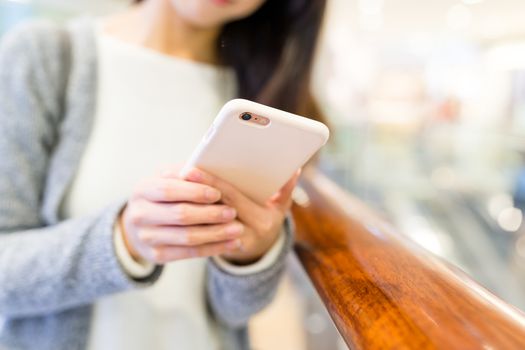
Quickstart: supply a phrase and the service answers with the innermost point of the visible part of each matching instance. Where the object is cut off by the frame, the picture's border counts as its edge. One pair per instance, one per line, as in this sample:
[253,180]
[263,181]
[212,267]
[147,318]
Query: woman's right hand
[168,219]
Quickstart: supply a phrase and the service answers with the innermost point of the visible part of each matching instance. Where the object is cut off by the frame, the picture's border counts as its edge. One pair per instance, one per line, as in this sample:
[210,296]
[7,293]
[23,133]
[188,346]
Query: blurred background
[427,103]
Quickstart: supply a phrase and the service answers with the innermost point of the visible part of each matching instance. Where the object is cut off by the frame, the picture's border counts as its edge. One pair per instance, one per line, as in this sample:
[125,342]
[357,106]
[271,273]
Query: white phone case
[257,159]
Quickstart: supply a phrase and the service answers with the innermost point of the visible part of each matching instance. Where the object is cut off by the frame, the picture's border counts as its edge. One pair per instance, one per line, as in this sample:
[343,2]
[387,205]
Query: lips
[222,2]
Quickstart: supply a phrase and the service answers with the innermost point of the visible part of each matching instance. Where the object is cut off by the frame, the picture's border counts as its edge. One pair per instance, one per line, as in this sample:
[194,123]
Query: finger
[248,210]
[166,254]
[283,197]
[191,235]
[147,213]
[175,190]
[171,171]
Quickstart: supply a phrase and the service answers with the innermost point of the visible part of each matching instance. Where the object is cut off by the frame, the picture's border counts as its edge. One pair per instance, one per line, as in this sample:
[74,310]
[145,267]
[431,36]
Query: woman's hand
[168,219]
[261,223]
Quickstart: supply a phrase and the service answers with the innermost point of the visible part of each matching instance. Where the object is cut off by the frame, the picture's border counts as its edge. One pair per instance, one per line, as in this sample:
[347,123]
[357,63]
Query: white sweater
[152,111]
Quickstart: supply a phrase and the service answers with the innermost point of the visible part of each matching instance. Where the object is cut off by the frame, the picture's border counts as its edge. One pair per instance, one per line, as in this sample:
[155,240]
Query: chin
[214,13]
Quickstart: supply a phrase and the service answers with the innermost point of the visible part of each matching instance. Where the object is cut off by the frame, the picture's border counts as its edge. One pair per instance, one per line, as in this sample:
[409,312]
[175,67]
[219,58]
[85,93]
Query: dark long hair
[272,53]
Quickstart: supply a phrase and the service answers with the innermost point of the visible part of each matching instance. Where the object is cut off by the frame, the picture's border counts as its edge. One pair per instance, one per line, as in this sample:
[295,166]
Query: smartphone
[257,148]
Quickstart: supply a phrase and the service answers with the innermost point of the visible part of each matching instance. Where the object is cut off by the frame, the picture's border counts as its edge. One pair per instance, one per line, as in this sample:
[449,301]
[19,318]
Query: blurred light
[315,323]
[498,203]
[444,177]
[420,231]
[507,57]
[370,7]
[520,247]
[510,219]
[459,17]
[370,14]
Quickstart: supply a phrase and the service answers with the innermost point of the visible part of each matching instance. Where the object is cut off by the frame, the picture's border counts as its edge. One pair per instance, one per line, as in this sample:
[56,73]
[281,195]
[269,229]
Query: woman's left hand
[262,223]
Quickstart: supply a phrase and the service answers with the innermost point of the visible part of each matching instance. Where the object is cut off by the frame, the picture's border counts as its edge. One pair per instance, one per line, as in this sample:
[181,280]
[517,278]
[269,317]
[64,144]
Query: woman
[86,113]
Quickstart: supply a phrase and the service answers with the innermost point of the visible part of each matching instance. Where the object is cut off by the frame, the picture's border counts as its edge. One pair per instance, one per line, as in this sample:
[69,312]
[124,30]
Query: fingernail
[234,229]
[195,175]
[212,194]
[236,244]
[229,213]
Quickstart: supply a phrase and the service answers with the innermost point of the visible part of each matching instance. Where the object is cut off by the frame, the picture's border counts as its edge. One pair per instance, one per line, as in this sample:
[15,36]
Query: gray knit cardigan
[52,270]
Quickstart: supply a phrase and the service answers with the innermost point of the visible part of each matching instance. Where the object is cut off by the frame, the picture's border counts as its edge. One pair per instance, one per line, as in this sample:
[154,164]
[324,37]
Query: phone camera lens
[246,116]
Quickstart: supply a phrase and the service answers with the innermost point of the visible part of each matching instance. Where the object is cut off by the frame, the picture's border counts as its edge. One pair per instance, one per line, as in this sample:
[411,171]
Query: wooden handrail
[385,292]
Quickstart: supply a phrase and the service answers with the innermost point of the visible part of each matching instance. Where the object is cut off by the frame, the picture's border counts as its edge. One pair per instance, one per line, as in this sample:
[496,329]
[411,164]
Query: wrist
[126,239]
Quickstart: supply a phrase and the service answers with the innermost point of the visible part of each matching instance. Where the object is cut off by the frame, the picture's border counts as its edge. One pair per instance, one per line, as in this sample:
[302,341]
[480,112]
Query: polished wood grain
[384,292]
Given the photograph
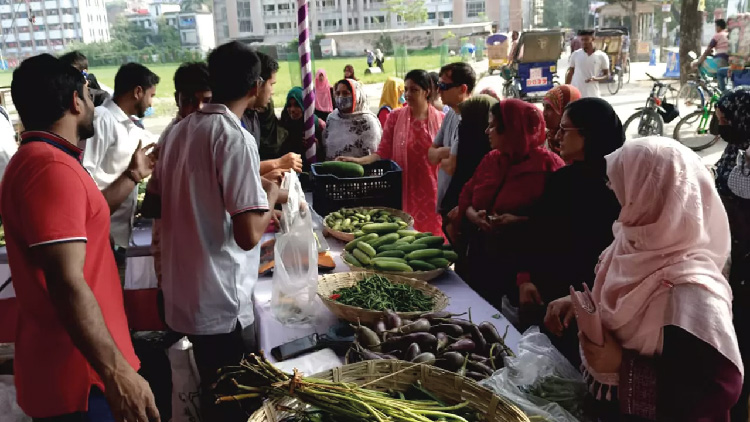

• **What to produce**:
Write out the data above precisely. Pictures stay out.

• **Written answer**:
Quickstart: supply a phrase and the service answers with the innermost point of the visible part of each matching instance. Where the object is cut off by the frame, the picture's border counts as its edge. One pair per instance, one per line, as in this sample:
[253,180]
[263,181]
[212,267]
[147,318]
Query: woman's right hand
[168,219]
Quickstart: supply a phrase and the service answers with the innermost point of the visible part of each matching instance. Where the object is cut off by the frame, the picture's border counts as its edge. One pair per instance, one per line, as in this sample:
[210,296]
[7,293]
[23,133]
[188,346]
Query: blurred background
[427,103]
Quickstart: supply a phrase and the service answers with the innermost point of the visible part of each matching instance. Where the object is cut off by the frame, the picture's border counts as its edge. One pair per instance, one per line, as in this sample:
[125,342]
[357,106]
[271,273]
Query: white phone case
[257,159]
Quickstart: supply a phrase and the service answers with the innermost point of the visible part of each matching instance. Where the object is cut off by the frame, the picture's border counts as its edge. One pair per instance, one per line, as in this sample:
[343,2]
[387,205]
Query: lips
[222,2]
Quickstart: supply a phrase and the service answers with the innermost point of the visible part of each matching instance. Where the object is cut off by the frame, the picture's border counts as its edge. One pair per instance, one per line, as in this sample:
[194,123]
Query: finger
[248,210]
[166,254]
[283,197]
[191,235]
[147,213]
[175,190]
[171,171]
Quickstart: supply a phrase and the service answers with the innermost point of the visible part of each matching instance. Where the object is cut off by the frame, the picture's border counts as its edge. One pair per instance, one per line, as in this sample:
[74,310]
[145,267]
[431,36]
Query: woman's hand
[168,219]
[261,223]
Quickstart: supply a phrase and the service answers with the innermost point of the visible part of each matching instance. Where the object is cut off by the frame, the picture's border counts as its edge. One pair per instance, one per line, as in this sample:
[347,123]
[357,63]
Query: white sweater
[152,111]
Quickstart: supply a phrase and the service answers with the innermost point of the visible part of each matching instance. Where the object is cut off by the frame, the picture's border counts as its edge. One pair per instance, one per line, as in this sample:
[155,240]
Query: chin
[214,13]
Quickstart: supply a phrase and the service answers with the innermost point of the visible part of each matching instance. Where the object is cut off by the frame, the picture's border counts as its edge. One pair per instance, one per line, as in this sample:
[409,312]
[175,67]
[219,58]
[85,93]
Query: dark long hair
[272,53]
Quickstart: supply a phrase and the service answers with the innermost point of the visible part of each matching instance. Where the object is cut off by the frame, the picture's border counts as its edge. One pair per instance, one per line, as in this sample:
[295,166]
Query: smartphone
[257,148]
Quickstart: supply a phrase and the service answers with the innermost point of the visible part of each matching instance. Where the object is cut off by the frame, the picture's border counts as its edge. One pair per instance, one per line, as in this sample:
[449,301]
[19,318]
Query: blurred light
[315,323]
[498,203]
[444,177]
[420,231]
[507,57]
[370,7]
[520,247]
[510,219]
[459,17]
[370,14]
Quickstart: supply a phrase and the service answers with the innermost point of the visible part of each matching instance. Where the object is cut off by the frame, the picture's border counts as its edge. One pair per instance, one per line, as in this sample:
[56,73]
[281,195]
[269,229]
Query: woman's left hand
[262,223]
Quickstart: supply a phrase and the service answers with the innermost point of the visible part of each matching instance. Where the object is cut off by the frame, the picture's border counts as its edge. One pair per instance, one per line, as in this sample:
[181,280]
[517,278]
[269,317]
[64,144]
Query: woman
[86,113]
Quickstart: supply a phrase and the service answers with the innermost point of the visible part of each matching instance. Where the object is cut off by the frame, the picture's border counts as its edge. One pair per instance, one per line, as in this sample:
[69,312]
[124,30]
Query: fingernail
[234,229]
[195,175]
[212,194]
[236,244]
[229,213]
Quickstart: supply a phrase and the service answers with the innermost point of the visible part of each matching instance. Where the object is cut off by the frame, the picture's border counts as its edge. One pair per instance, one per line, as in this sample:
[15,36]
Query: gray knit cardigan
[52,270]
Quickstart: supply a phrase and the service answers with the innermost point of the visible part of each matching instance. Where the object is cut off by the frame, the picture's border counts as its edge. One pair per instance, one per line, as in this sample:
[154,164]
[324,37]
Query: phone camera lens
[246,116]
Quickstart: supply a phrase and the service answers with the innermost point of the visible part of each matching instance. Where the object is cut off by the frame, the picture's border counts as its edge. One pair per instance, one per line, as in this sample:
[411,171]
Query: wooden handrail
[385,292]
Quickstart: supply a phrase and the service answers with the innermost point of the visible part of each matching instance. Where the object is cut off by the frame, the picture's border counts as its edge. One pair per instance, one per line, as in this sample:
[496,329]
[411,164]
Query: wrist
[126,239]
Quickstart: supply a phrase and the service answers with the innermost point of the visible part of each matching instance. Where the object is cut off by the frame, the picture's border counts as its edge. One pair per instance, one per line, as in this sample:
[302,341]
[480,112]
Query: polished wood grain
[384,292]
Given the photograph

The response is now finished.